◆ DIRECTIONS
Gather every line of the records below that contains the word "shoreline", copying each line in full. Matching is case-sensitive.

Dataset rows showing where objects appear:
++++++

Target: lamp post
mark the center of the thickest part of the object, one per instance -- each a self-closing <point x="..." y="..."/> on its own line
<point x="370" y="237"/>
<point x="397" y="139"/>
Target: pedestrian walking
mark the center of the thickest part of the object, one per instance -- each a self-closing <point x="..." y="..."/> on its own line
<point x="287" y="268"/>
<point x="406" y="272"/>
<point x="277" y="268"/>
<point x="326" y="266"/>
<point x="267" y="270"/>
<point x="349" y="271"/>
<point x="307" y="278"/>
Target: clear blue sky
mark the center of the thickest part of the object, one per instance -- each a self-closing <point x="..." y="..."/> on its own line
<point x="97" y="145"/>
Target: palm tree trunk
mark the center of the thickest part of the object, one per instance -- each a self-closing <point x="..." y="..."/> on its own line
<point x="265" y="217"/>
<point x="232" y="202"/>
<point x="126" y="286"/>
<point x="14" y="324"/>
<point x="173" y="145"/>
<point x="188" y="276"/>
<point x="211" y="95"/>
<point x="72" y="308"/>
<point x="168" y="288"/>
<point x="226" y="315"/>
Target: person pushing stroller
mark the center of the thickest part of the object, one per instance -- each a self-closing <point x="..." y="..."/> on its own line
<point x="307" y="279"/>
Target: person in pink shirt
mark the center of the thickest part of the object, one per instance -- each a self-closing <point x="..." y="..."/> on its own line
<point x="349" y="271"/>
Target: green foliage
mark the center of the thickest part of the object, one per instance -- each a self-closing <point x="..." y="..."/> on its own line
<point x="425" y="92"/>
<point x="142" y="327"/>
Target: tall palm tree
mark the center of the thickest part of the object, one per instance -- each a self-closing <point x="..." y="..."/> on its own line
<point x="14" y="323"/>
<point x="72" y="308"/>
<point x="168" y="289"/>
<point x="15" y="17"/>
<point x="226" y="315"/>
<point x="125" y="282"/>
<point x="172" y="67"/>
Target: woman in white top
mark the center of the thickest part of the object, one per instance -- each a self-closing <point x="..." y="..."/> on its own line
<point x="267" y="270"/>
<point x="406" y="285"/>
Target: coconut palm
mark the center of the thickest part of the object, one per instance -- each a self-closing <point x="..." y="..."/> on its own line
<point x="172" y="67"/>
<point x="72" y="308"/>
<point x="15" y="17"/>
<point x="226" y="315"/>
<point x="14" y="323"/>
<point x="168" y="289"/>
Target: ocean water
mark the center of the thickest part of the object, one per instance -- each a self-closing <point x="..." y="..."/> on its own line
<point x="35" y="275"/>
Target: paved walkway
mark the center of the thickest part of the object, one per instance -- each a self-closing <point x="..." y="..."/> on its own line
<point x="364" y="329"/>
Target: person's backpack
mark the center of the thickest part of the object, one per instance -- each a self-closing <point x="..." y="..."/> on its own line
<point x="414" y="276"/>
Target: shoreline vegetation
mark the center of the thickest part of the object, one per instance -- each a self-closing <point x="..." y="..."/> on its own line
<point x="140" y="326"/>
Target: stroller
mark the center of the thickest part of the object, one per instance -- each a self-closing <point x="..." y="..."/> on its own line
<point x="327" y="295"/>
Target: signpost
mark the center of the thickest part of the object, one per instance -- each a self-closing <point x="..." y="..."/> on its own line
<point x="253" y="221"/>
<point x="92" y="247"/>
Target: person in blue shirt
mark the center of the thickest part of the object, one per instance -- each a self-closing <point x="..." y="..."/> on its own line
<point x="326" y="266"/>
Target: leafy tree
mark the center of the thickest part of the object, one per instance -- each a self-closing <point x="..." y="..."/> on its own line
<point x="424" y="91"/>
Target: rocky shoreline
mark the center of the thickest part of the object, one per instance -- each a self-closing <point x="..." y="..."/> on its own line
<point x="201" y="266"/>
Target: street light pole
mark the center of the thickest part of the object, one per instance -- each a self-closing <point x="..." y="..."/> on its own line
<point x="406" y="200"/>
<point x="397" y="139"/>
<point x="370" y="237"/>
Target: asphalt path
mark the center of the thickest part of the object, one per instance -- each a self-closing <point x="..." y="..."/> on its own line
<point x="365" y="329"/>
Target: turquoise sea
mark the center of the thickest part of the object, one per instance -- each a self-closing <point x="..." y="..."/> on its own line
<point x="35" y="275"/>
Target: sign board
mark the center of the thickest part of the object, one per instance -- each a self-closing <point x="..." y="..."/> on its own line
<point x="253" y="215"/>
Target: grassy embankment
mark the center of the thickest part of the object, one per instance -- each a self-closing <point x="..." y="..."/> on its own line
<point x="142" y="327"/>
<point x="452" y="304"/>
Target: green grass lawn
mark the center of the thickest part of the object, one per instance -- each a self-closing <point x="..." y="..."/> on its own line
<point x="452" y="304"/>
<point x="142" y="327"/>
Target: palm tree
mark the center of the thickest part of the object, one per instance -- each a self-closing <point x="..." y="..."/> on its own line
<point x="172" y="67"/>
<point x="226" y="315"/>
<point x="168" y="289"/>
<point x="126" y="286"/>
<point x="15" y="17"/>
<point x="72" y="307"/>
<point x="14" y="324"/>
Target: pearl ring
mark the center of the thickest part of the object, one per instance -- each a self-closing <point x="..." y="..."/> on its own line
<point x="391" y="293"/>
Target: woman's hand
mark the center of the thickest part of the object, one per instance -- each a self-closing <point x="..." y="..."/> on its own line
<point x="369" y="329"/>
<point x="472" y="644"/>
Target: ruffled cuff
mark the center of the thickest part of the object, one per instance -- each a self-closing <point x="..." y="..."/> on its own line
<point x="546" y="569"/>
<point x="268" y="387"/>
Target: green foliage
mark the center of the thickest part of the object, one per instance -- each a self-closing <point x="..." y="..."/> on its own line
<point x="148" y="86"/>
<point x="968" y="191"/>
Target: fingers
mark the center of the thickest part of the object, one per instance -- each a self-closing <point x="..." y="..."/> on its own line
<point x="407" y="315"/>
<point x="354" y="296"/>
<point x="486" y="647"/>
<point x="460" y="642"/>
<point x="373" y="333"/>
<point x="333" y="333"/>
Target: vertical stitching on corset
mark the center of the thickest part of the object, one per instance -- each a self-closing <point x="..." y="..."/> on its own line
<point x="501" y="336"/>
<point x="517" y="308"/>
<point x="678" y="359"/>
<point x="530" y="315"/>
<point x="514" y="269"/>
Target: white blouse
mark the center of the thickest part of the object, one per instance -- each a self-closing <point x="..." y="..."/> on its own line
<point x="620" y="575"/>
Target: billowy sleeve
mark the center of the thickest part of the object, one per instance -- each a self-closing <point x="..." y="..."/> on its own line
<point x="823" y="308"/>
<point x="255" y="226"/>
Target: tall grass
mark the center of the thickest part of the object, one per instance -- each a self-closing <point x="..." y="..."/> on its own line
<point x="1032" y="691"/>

++++++

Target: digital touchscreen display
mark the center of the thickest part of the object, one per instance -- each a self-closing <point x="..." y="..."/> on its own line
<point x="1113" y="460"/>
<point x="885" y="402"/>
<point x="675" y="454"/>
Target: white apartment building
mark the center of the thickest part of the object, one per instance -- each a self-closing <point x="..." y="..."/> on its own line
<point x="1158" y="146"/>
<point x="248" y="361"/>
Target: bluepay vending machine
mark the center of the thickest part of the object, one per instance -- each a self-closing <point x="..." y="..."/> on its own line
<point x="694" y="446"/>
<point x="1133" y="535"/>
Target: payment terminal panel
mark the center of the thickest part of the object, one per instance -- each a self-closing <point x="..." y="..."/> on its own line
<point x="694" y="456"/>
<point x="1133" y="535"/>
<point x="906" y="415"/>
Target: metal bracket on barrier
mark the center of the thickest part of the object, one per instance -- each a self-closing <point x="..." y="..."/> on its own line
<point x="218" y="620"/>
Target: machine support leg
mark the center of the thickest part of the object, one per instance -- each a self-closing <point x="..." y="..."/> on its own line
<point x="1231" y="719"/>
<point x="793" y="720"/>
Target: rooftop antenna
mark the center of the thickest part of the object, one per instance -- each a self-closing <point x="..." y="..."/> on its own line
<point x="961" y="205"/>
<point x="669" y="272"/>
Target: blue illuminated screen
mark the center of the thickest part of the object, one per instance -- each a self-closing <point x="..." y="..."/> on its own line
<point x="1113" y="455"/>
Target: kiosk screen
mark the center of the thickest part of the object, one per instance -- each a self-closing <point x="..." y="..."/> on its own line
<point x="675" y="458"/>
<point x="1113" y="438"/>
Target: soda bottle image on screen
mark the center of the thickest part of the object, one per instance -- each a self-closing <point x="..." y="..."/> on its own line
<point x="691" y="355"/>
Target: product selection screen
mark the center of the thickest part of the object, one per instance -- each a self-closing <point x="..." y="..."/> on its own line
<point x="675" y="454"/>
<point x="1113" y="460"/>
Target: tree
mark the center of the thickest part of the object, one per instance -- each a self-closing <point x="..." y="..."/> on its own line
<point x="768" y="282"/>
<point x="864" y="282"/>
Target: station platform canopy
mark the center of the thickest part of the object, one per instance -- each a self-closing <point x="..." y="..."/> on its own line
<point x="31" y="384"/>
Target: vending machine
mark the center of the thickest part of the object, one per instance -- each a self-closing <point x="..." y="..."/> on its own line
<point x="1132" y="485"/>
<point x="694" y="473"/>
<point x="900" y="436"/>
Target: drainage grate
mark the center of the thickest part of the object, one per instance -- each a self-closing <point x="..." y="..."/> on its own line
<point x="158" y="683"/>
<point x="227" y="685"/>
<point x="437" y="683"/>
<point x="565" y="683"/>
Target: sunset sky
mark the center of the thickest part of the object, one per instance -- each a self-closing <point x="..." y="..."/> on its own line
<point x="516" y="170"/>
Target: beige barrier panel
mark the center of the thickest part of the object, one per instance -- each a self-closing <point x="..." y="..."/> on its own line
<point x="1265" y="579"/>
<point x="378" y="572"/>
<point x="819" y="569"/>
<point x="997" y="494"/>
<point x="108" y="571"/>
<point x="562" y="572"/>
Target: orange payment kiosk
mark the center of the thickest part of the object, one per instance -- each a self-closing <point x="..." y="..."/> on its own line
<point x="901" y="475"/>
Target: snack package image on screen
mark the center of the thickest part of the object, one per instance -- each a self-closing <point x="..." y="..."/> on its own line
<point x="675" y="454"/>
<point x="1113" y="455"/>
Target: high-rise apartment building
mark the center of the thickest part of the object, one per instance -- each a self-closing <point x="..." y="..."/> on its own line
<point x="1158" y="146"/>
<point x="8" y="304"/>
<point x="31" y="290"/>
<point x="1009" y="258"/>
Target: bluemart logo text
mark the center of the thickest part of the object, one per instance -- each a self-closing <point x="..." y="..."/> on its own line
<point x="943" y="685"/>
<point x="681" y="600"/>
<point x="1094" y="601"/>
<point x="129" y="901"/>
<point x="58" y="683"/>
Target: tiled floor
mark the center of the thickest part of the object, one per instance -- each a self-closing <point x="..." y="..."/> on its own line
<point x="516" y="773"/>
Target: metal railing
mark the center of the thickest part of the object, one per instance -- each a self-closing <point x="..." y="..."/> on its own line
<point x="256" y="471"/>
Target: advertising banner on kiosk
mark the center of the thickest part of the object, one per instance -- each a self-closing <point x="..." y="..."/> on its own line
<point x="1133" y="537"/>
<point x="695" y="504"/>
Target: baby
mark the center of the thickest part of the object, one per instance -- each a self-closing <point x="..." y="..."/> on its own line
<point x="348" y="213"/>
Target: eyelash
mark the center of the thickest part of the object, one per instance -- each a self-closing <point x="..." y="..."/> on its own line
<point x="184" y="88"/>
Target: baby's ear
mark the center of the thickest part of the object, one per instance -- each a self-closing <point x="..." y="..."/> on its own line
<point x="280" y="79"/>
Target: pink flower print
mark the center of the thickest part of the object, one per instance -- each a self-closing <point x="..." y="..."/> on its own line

++++++

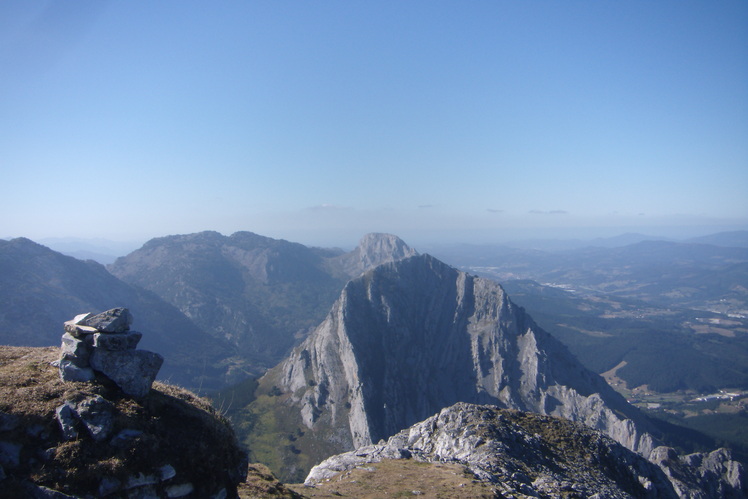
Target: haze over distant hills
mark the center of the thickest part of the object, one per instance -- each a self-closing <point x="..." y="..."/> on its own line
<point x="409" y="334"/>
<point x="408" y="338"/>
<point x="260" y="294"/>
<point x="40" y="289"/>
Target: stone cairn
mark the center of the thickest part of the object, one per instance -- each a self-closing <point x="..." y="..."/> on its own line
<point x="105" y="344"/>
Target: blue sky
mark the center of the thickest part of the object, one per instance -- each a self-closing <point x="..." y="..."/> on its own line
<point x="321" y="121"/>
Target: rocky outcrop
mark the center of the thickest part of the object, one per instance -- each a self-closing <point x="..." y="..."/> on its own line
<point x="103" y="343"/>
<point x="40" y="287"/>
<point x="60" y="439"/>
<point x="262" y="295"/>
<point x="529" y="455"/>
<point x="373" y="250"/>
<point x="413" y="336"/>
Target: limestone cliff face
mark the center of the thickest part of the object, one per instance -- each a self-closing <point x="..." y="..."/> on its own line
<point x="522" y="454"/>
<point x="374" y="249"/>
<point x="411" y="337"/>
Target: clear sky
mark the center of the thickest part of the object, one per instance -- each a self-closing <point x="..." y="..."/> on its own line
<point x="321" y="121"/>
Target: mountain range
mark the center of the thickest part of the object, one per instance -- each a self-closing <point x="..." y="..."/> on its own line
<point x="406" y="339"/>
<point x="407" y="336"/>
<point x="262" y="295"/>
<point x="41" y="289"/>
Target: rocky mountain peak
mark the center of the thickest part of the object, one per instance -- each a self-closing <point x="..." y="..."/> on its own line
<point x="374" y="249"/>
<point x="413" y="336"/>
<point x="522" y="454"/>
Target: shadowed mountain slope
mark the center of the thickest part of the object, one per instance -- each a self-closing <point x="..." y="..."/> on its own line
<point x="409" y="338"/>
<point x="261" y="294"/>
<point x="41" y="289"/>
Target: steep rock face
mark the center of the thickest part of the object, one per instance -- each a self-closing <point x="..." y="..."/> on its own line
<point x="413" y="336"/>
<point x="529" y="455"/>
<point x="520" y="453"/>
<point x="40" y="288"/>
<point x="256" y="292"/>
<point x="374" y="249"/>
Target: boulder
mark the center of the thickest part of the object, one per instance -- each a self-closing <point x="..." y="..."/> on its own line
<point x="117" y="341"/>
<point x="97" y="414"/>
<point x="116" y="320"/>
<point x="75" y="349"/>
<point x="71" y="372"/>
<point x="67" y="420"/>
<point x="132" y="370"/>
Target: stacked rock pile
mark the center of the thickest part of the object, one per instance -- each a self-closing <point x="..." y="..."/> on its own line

++++++

◆ COMPLETE ANSWER
Target: shoreline vegetation
Target: rocky shoreline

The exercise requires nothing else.